→ **Written task**
Repeat the data word for word, from the line with "the stone wall" through the end, and leave the pictures out of your answer.

→ **Data listing**
##############################

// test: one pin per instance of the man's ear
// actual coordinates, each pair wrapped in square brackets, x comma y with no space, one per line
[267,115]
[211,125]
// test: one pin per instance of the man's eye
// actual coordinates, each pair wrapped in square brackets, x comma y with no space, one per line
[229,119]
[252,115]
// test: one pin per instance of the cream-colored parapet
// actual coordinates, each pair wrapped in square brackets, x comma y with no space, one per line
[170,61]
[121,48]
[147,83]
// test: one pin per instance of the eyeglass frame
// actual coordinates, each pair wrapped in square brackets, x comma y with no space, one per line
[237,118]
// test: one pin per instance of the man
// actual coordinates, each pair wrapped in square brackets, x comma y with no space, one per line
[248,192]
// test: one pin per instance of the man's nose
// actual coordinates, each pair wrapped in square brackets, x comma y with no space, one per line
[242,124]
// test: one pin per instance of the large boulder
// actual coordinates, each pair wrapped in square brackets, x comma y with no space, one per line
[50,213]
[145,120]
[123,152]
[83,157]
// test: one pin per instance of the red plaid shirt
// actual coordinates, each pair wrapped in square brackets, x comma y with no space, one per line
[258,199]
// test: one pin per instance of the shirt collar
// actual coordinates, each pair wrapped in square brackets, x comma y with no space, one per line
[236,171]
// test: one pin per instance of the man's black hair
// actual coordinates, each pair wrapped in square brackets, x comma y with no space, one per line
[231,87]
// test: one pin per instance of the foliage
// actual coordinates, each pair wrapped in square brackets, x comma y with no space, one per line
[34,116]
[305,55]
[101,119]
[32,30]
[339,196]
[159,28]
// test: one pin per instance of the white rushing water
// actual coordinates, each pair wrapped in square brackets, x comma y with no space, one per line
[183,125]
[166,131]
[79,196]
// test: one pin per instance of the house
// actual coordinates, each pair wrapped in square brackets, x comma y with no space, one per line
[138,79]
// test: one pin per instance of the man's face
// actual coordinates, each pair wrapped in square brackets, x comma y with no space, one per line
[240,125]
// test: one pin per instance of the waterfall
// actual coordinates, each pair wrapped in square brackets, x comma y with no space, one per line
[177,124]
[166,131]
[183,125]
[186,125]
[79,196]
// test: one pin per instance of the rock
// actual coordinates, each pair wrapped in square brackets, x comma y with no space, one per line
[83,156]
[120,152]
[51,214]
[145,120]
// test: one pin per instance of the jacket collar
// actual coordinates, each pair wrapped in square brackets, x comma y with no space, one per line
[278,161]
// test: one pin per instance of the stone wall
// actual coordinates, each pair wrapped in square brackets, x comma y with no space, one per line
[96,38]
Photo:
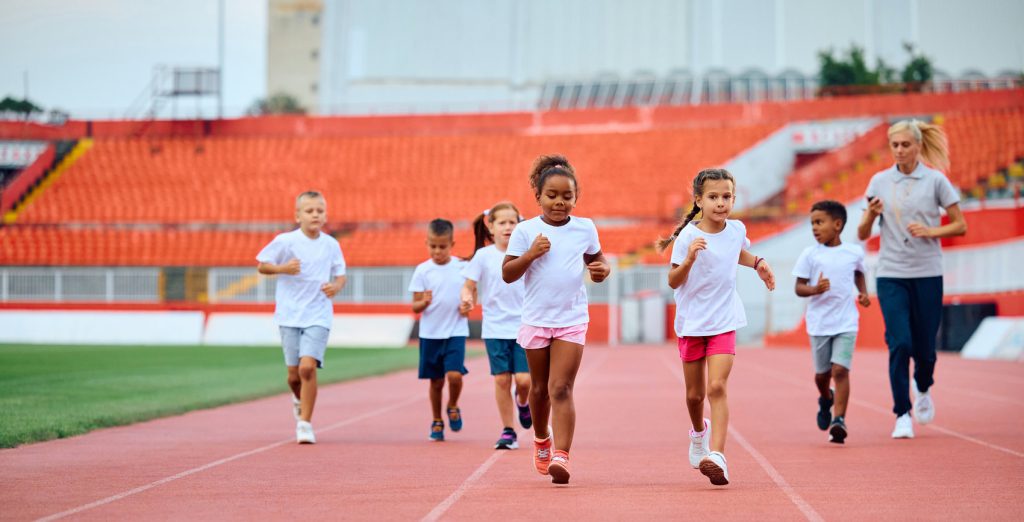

##############################

→ **Reply**
// test: one pin per instance of the stone wall
// actual coordinates, each pair wrapped in square brackets, x comma y with no space, one per line
[96,38]
Photo:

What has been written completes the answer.